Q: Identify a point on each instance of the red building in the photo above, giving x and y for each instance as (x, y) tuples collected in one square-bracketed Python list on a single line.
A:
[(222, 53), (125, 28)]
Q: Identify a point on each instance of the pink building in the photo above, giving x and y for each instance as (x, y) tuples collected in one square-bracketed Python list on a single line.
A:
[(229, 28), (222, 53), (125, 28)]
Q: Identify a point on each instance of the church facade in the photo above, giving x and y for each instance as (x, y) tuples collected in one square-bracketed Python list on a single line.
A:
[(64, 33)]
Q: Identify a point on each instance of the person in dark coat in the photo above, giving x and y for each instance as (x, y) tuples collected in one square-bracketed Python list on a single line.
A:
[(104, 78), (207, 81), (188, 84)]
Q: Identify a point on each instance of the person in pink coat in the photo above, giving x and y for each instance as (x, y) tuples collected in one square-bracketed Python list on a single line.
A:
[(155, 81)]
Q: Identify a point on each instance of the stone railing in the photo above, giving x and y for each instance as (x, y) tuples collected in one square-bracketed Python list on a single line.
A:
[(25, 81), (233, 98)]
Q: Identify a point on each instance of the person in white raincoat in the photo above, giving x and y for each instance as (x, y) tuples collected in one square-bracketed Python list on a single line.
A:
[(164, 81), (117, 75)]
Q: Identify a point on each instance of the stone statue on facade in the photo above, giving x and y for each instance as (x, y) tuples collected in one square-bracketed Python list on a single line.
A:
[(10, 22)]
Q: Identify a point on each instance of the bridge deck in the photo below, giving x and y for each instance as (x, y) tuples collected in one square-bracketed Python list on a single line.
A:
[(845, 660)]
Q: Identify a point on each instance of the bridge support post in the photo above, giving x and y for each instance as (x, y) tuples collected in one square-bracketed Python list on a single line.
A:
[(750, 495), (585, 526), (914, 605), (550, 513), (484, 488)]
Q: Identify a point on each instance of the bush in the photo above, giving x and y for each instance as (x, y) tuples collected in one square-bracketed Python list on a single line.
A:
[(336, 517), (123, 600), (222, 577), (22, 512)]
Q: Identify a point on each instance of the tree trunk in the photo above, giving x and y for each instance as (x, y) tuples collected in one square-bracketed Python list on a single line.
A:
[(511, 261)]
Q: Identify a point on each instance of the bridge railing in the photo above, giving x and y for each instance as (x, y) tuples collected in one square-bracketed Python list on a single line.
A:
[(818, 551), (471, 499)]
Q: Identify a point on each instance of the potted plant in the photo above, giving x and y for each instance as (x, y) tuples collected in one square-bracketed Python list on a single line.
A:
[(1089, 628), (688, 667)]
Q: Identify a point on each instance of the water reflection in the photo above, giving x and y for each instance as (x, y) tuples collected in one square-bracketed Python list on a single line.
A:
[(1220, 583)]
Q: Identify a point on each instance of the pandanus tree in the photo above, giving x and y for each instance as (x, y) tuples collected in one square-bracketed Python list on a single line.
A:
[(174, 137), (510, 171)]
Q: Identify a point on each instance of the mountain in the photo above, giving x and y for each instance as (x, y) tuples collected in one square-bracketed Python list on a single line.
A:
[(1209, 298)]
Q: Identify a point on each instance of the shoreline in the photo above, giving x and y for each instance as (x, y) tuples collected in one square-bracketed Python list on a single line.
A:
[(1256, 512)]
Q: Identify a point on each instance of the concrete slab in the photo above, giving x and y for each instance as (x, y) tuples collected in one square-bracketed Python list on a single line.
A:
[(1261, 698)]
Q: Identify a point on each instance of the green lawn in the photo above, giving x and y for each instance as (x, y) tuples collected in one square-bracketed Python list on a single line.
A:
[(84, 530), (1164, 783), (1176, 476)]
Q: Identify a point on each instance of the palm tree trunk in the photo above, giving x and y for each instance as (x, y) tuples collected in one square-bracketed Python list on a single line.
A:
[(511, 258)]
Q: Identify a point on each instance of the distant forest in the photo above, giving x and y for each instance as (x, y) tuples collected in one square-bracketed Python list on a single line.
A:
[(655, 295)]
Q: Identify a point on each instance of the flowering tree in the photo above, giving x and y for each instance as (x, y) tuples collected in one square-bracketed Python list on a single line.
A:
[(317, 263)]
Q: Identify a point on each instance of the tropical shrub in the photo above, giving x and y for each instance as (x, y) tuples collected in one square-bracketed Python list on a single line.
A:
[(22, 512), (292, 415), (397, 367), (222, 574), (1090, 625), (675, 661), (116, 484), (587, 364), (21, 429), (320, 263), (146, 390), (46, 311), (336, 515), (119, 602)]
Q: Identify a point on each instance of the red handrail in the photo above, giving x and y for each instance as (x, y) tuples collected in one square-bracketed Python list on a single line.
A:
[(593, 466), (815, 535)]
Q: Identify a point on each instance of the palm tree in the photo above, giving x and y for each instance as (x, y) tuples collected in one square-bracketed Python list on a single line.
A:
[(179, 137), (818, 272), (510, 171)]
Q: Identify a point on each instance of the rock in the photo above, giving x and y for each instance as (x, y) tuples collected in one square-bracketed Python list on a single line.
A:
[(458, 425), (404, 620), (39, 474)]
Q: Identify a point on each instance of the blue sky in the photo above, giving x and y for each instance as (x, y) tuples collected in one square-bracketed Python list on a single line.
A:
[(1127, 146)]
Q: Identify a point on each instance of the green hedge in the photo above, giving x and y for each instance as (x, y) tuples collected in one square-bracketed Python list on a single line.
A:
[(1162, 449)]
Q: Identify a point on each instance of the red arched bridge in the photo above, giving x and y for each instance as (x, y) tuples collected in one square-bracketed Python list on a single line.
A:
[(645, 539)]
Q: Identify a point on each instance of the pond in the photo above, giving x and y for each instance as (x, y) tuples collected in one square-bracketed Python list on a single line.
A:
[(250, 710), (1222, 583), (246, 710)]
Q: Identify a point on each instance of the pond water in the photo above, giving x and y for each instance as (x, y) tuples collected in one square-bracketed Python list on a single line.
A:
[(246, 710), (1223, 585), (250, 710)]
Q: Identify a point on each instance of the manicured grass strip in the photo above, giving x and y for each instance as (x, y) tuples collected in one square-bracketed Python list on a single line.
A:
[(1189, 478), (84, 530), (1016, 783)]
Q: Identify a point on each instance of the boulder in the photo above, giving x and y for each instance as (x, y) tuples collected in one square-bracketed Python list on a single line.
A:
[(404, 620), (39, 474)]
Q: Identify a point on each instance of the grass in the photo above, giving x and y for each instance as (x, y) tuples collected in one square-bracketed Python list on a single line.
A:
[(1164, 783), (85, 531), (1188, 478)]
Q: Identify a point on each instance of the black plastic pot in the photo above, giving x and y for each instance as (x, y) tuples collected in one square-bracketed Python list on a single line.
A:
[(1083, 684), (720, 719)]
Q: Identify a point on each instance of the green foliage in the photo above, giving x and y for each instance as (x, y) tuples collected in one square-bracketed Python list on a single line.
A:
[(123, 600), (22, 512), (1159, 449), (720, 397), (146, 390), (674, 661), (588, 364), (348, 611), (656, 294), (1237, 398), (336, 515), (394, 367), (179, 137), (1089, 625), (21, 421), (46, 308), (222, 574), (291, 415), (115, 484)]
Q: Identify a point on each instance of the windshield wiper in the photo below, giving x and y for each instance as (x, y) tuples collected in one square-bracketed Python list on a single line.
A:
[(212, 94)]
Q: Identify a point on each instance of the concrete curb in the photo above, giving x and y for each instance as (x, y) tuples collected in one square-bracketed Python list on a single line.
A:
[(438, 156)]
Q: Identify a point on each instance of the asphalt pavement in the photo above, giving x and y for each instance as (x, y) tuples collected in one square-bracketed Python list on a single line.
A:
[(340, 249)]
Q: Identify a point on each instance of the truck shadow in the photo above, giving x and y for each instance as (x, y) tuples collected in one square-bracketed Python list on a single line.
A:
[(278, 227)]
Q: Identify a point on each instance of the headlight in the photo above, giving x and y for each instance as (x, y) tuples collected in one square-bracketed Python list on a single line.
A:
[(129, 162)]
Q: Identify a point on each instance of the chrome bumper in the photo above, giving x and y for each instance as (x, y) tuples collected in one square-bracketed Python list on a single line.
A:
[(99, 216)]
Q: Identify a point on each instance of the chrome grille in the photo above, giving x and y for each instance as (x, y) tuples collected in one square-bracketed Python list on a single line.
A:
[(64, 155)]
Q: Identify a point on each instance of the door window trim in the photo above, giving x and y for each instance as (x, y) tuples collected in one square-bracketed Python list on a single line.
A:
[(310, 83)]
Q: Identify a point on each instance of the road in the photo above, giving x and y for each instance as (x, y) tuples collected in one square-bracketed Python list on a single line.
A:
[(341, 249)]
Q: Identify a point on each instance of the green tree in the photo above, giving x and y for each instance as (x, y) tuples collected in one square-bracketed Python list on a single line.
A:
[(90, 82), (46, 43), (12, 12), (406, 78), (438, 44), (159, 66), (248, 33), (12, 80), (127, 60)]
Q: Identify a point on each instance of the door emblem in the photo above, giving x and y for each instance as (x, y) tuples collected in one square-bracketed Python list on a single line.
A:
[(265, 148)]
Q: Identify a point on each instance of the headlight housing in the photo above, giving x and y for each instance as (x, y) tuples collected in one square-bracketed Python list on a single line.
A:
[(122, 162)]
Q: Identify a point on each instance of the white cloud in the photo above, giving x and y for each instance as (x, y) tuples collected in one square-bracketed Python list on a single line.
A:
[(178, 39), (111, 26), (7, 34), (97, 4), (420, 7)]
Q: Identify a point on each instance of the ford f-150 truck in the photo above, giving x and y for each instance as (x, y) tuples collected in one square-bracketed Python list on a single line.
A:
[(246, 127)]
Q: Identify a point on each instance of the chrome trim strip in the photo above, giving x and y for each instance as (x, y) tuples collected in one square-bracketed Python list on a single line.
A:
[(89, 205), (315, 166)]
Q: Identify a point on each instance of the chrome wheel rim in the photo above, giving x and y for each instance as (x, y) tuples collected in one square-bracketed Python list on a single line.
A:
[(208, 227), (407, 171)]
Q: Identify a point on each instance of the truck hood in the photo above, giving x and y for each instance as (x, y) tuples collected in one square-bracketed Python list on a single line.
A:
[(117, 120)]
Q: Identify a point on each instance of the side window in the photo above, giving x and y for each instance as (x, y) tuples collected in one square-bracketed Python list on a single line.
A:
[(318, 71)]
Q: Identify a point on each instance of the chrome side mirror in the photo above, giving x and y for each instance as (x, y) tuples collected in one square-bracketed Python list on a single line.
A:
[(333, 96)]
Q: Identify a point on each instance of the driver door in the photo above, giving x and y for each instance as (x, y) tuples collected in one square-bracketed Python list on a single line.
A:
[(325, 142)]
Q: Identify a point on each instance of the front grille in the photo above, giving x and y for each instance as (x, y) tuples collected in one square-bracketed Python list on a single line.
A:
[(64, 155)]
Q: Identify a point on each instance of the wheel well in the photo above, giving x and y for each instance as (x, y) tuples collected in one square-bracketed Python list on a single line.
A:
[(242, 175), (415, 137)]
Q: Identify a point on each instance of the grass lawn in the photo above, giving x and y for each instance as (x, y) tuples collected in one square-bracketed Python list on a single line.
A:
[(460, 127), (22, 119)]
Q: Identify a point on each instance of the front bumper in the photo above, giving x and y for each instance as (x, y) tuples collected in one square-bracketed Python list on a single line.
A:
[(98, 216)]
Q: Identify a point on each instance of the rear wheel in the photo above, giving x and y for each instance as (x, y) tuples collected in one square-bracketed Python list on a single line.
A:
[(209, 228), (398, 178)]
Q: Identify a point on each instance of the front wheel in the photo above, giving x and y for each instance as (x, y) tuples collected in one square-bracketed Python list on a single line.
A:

## Exercise goal
Recast the lines starting at the one containing "Q: Identify a point on each instance of the door emblem" and ending at the one containing "[(333, 96)]", both included, as a Markdown table with the columns Row and Line. Give each line a row number, and omit blank lines.

## Full response
| Row | Line |
|---|---|
| 1 | Q: Identify a point on each instance of the door emblem in the photo above, giving x and y for each instance as (x, y) tuples collected in one square-bracketed Python list on a single line. |
| 2 | A: |
| 3 | [(265, 148)] |
| 4 | Q: Identify a point on each instance of the headlight housing in the photo above, giving x and y for each instance as (x, y) tuples collected in one square-bracketed Python list on a single line. |
| 5 | A: |
| 6 | [(122, 162)] |
| 7 | Q: Identify a point on each instance of the white cloud in the photo above, giving x and y for each instance as (x, y) tuples collected in one square-bracketed Python list on a single line. |
| 8 | A: |
| 9 | [(178, 39), (111, 26), (7, 34), (97, 4), (420, 7)] |
| 10 | Q: Identify a point on each instance of the ford f-150 truck in the photo above, giving x and y for each instance as (x, y) tuples collected in one square-bracketed Python list on a single line. |
| 11 | A: |
| 12 | [(246, 127)] |
| 13 | Q: Identify a point on each instance of the chrome trim strip in the photo above, giving x and y for each instance as (x, y) tuples collected in one square-bracketed Python list on a single line. |
| 14 | A: |
| 15 | [(89, 205), (315, 166)] |
| 16 | Q: Identify a point on each instance of the chrome wheel rim in the photo above, giving x and y for each instance as (x, y) tuples collected in one square-bracketed Python list on a single line. |
| 17 | A: |
| 18 | [(208, 227), (407, 171)] |
| 19 | Q: Identify a point on each instance of the truck hood in the photo above, giving x and y for each instance as (x, y) tuples collected in one square-bracketed Python list on a single line. |
| 20 | A: |
| 21 | [(117, 120)] |
| 22 | Q: Identify a point on each instance of the side window in the photo above, giving x and y for each instance as (x, y) tuples collected in one square-bracketed Python list on a single line. |
| 23 | A: |
| 24 | [(318, 71)] |
| 25 | Q: Identify a point on each instance of the chrome side mirror in the photo above, giving x and y for each instance as (x, y) tuples collected in one square-bracketed Python list on a single line. |
| 26 | A: |
| 27 | [(333, 96)] |